Write out the lines from the line containing "of the buckle" through the final line of the listing below, exactly, omitting every other line.

--- START OF Exercise material ---

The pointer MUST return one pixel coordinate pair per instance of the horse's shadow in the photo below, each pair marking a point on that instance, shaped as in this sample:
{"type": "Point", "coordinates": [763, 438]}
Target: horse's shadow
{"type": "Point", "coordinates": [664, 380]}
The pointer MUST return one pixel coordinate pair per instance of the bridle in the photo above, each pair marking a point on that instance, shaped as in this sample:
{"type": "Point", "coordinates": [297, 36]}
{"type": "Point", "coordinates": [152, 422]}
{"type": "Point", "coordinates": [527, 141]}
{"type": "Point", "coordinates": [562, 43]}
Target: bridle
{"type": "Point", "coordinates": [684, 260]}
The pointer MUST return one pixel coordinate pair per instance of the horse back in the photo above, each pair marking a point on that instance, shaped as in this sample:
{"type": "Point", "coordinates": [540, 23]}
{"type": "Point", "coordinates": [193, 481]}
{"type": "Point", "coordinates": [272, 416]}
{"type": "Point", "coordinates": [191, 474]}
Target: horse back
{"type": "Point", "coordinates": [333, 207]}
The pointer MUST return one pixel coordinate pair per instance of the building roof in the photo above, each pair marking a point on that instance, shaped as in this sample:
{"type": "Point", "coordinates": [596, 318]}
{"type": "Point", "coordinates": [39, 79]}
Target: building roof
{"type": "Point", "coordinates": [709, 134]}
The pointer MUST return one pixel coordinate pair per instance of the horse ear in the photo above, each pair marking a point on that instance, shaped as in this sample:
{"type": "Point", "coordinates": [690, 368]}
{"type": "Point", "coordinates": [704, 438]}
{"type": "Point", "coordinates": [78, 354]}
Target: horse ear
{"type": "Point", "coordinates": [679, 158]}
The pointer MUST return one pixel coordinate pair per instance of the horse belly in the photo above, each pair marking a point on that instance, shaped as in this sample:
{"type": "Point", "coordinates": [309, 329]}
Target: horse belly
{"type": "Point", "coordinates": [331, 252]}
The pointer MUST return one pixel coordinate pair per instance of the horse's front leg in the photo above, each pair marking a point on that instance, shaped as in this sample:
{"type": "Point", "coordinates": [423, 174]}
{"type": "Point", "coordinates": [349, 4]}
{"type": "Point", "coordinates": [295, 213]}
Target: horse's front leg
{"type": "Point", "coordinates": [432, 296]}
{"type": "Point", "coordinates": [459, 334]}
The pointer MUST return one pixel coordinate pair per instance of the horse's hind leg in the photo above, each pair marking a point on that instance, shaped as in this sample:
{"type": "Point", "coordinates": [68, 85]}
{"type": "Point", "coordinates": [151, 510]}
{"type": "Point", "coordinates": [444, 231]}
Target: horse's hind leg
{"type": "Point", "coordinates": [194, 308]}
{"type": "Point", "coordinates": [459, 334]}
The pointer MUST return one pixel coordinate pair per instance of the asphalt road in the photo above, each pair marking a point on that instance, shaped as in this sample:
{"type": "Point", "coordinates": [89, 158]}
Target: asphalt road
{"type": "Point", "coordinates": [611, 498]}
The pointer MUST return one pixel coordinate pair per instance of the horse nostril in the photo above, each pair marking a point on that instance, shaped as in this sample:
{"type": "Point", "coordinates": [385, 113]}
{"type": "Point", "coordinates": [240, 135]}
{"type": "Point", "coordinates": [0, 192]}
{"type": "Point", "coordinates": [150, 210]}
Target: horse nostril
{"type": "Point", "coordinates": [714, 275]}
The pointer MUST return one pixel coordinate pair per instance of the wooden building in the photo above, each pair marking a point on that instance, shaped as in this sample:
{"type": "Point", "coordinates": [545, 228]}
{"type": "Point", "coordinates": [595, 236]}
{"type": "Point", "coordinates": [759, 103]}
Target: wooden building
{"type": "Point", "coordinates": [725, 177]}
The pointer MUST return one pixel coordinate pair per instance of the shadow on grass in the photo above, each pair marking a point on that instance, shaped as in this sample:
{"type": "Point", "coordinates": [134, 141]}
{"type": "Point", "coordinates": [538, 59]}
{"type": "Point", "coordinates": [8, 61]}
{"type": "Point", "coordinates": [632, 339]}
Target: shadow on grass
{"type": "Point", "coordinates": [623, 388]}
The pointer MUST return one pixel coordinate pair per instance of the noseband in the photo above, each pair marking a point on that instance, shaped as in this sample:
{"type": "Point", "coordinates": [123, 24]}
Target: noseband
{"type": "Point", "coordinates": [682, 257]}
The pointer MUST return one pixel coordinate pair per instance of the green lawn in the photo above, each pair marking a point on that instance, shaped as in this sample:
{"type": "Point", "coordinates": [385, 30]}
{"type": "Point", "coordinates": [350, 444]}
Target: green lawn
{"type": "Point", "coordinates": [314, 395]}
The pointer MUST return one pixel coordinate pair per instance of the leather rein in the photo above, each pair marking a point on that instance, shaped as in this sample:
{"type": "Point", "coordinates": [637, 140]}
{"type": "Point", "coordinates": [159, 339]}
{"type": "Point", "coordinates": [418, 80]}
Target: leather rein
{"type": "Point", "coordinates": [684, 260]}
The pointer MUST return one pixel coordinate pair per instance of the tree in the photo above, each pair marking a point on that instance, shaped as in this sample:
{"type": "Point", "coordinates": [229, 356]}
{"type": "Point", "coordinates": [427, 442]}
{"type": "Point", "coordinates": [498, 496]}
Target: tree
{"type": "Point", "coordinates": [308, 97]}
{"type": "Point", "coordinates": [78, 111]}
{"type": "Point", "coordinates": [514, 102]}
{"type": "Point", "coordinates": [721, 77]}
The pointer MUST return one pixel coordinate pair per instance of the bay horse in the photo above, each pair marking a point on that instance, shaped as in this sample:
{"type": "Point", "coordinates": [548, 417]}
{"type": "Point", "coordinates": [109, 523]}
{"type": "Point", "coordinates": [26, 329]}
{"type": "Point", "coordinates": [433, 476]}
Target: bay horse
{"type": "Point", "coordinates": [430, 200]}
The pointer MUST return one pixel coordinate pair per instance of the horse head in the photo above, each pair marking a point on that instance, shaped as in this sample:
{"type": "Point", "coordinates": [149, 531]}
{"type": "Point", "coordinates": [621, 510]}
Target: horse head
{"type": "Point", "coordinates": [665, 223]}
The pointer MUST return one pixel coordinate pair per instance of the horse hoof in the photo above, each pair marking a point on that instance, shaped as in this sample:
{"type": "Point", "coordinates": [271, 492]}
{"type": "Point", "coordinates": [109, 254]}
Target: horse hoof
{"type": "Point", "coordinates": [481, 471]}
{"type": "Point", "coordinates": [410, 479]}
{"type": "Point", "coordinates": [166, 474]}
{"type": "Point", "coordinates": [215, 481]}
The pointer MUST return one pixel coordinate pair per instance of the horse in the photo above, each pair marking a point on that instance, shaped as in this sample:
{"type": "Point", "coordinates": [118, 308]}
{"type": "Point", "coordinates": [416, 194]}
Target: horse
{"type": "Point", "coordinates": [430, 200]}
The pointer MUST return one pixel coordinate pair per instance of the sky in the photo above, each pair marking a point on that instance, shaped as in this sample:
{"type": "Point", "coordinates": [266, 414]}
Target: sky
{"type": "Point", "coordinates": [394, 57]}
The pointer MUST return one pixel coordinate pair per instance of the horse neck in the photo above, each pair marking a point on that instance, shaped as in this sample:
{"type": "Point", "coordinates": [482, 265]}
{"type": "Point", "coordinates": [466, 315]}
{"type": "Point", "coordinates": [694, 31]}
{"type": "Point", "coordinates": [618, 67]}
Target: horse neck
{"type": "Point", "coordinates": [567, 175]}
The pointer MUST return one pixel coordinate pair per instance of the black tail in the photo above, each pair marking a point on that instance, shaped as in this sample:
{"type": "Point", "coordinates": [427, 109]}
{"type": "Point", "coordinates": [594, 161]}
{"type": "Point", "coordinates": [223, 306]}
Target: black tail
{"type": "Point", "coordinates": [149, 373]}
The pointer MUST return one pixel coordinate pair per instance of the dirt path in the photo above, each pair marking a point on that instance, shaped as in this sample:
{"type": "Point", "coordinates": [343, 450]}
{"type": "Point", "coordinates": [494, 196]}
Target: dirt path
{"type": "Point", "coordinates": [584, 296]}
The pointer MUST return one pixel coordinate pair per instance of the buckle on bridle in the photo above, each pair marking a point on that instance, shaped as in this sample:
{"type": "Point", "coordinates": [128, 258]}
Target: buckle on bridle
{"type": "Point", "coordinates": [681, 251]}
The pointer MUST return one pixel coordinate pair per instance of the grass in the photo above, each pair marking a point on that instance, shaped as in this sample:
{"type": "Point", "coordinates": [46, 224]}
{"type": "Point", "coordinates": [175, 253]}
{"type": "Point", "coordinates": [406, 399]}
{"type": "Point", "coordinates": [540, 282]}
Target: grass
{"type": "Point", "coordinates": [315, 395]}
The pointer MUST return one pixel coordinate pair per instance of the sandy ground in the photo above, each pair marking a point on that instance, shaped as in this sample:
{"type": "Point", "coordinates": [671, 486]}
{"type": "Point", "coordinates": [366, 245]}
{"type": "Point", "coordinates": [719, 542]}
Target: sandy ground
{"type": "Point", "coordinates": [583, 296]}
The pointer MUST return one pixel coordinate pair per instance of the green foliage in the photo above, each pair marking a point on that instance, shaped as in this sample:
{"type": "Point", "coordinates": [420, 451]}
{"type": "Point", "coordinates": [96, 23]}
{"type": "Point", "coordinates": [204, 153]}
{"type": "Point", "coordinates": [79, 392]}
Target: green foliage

--- END OF Exercise material ---

## [Task solution]
The pointer MUST return one pixel coordinate pair per instance of the buckle on bridle in the photo above, each pair marking a point on that instance, shaped as in this sample:
{"type": "Point", "coordinates": [128, 258]}
Target: buckle on bridle
{"type": "Point", "coordinates": [681, 251]}
The pointer MUST return one pixel coordinate pair per instance of the grass in the photo above, each pair marking a point on that instance, shaped as in this sample:
{"type": "Point", "coordinates": [46, 224]}
{"type": "Point", "coordinates": [175, 253]}
{"type": "Point", "coordinates": [406, 399]}
{"type": "Point", "coordinates": [540, 282]}
Target: grass
{"type": "Point", "coordinates": [315, 395]}
The pointer MUST return one pixel coordinate pair per instance of the sandy ground in the photo above, each pair marking a point on that instance, shaped as in this sample:
{"type": "Point", "coordinates": [671, 486]}
{"type": "Point", "coordinates": [366, 245]}
{"type": "Point", "coordinates": [719, 542]}
Target: sandy ground
{"type": "Point", "coordinates": [583, 296]}
The pointer MUST return one pixel coordinate pair per instance of the green foliage in the photo above, each pair marking a point on that instance, shaped as in this sample:
{"type": "Point", "coordinates": [420, 451]}
{"type": "Point", "coordinates": [96, 23]}
{"type": "Point", "coordinates": [204, 153]}
{"type": "Point", "coordinates": [79, 392]}
Target: green foliage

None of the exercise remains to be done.